Zeina e outros artistas estão usando o formato dos quadrinhos para contar histórias pessoais e explorar questões políticas e sociais sérias. Ao fazer isso, transformaram um gênero que antes era nicho exclusivo de heróis de ação e seus fãs adolescentes. Algumas dessas novas histórias em quadrinhos, agora chamadas de romances gráficos (graphic novels), tornaram-se best-sellers; outras encontraram públicos de nicho adultos. É um desdobramento surpreendente para um gênero com raízes no entretenimento barato para crianças.
Os jornais publicam tiras de quadrinhos — sequências de desenhos justapostos com texto em balões que contam uma história — desde o final do século 19. Na década de 1930, super-heróis como Capitão América, Buck Rogers e Super-Homem entraram para o universo dos quadrinhos e se tornaram populares entre as crianças.

Os quadrinhos americanos de super-heróis inspiraram ilustradores na França, na Bélgica, no Japão e em outros países para criar personagens de quadrinhos enraizados em suas culturas*. No fim da década de 1970, os quadrinhos começaram a aparecer em formato de livro e a alcançar um público maior. Como o objetivo ainda era entreter, os quadrinhos em geral evitavam temas políticos e em sua maioria ignoravam ou estereotipavam grupos e questões sociais. Então surgiu Maus, e os quadrinhos seguiram novas direções mais desafiadoras .
Maus fez barulho
Em 1991, o cartunista americano Art Spiegelman publicou Maus, romance gráfico para leitores adultos sobre o mais sério dos temas — o Holocausto. Maus narra as experiências na Segunda Guerra Mundial dos pais judeus do artista na Polônia. No livro, os nazistas são retratados como gatos, os judeus como ratos, os poloneses como porcos e os americanos como cães. Maus gerou polêmica, mas ganhou fama — e um público mundial. Muitos consideram que o romance gráfico de não ficção nasceu com a chegada de Maus.

À medida que os leitores consomem mais conteúdo na internet, muitos preferem, e esperam, maior integração de imagens e texto. Isso aumentou a popularidade dos romances gráficos.
“Todo o espectro da mídia — a web, os anúncios, os ícones — está se movendo na direção da inclusão de imagens”, diz Matthew Smith, professor de Comunicação da Universidade de Wittenberg em Springfield, Ohio.
Segundo ele, a disseminação dos dispositivos móveis reforçou a demanda pelo entretenimento voltado para a imagem.
Do nicho ao mainstream
Enquanto a não ficção gráfica no início alcançava somente um público de nicho, suas técnicas agora são cada vez mais comuns em ciência popular, história, conselhos práticos, biografias, competência financeira e outros gêneros. Estimuladas pelos custos de produção mais baixos, as editoras adicionaram elementos gráficos a materiais sobre temas como gravidez na adolescência, furacão Katrina, movimento pelos direitos civis nos EUA e conflitos étnicos.

DADOS REGISTRADOS:
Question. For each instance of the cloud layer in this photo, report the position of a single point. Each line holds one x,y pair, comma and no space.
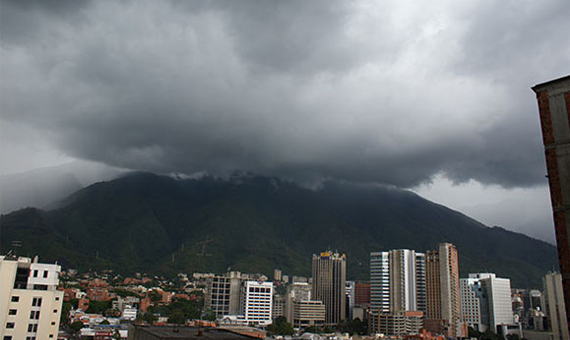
392,92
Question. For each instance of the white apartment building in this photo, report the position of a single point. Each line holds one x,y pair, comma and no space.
256,302
30,304
494,295
471,291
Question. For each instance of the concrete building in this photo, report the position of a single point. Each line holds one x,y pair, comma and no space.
256,302
362,294
554,109
30,304
299,291
554,306
329,277
400,323
308,313
443,302
223,294
397,283
471,295
349,291
494,296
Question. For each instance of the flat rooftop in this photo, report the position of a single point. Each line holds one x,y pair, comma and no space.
183,332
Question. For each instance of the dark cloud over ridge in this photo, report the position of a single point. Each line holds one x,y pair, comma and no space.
391,93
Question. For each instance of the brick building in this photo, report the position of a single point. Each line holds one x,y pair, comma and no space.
554,109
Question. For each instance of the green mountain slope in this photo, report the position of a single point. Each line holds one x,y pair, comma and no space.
145,222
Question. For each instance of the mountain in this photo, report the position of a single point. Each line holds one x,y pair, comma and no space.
146,222
41,187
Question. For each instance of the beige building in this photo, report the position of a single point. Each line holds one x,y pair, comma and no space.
443,305
308,313
329,278
30,304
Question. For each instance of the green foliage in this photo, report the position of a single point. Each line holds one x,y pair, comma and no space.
154,296
98,307
209,315
65,308
76,326
177,316
256,226
280,327
354,327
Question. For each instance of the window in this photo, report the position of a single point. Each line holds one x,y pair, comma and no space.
36,302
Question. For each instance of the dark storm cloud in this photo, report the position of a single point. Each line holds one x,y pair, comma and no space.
392,93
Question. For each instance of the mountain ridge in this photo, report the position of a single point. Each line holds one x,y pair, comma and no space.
256,223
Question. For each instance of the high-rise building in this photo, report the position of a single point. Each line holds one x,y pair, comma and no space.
554,109
554,306
397,283
223,294
494,301
30,304
349,291
329,277
256,302
443,303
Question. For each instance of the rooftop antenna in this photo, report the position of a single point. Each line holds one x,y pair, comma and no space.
16,245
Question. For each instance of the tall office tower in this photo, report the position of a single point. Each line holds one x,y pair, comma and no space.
349,291
471,295
298,291
554,109
256,302
494,301
554,305
223,294
362,294
397,283
30,304
329,277
443,307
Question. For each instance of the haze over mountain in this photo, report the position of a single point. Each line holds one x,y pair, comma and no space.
45,186
163,224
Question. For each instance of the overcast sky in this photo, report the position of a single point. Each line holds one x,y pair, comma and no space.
429,95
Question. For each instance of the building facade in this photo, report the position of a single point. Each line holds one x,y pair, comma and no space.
397,284
30,304
553,99
443,302
256,302
329,278
223,294
554,306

CONJUNTO DE TAREFAS:
a) Com base no texto sobre romances gráficos, explique em uma a três frases por que a popularidade desse gênero aumentou.
b) Dê prosseguimento ao texto sobre romances gráficos, começando logo após a última frase apresentada.
Os registros não são necessários para realizar as tarefas.

RESPOSTAS:
a) A popularidade dos romances gráficos aumentou porque, à medida que os leitores consomem mais conteúdo na internet, muitos passaram a preferir e esperar maior integração de imagens e texto. Segundo Matthew Smith, a disseminação dos dispositivos móveis reforçou ainda mais a demanda pelo entretenimento voltado para a imagem.

b)
Desde o fim da década de 1980, as vendas americanas de romances gráficos crescem constantemente, tendo atingindo US$ 415 milhões em 2013, contra US$ 502 milhões das vendas de livros impressos tradicionais no mesmo ano, segundo a revista Publishers Weekly. E as bibliotecas públicas informam que os livros gráficos estão entre seus itens mais populares.
No início, as editoras de romances gráficos consideravam os meninos seu principal público, mas hoje, segundo a editora de aplicativos de quadrinhos ComiXology, mulheres e meninas são grandes consumidoras de títulos gráficos. Um dos resultados: mais foco em protagonistas mulheres e temas de interesse especial para as leitoras. Sally Heathcote: Suffragette, sobre um dos primeiros movimentos feministas na Inglaterra, foi best-seller nos EUA, e o título digital mais vendido da Marvel Comics Reino Unido em 2014 estrelou uma menina muçulmana em Nova Jersey.
Basta desenhar
Alguns artistas e escritores acreditam que o formato do romance gráfico lhes permite transmitir as experiências e os sentimentos dos personagens com mais profundidade.
“Como os quadrinhos exigem que os leitores interajam ativamente com o texto, as imagens e a ação implícita que se passa ENTRE os painéis, isso realmente faz com que as histórias ganhem vida na imaginação deles”, diz Josh Neufeld. Em 2009, ele publicou A.D.: New Orleans After the Deluge, sobre o furacão Katrina e suas consequências. Como os quadrinhos podem mergulhar bem no centro da ação, “consegui levar os leitores diretamente para o momento em que os personagens da vida real lutam com os ventos e as chuvas do furacão, a elevação das águas da inundação e o trauma de voltar para as casas e as comunidades destruídas”, disse Neufeld.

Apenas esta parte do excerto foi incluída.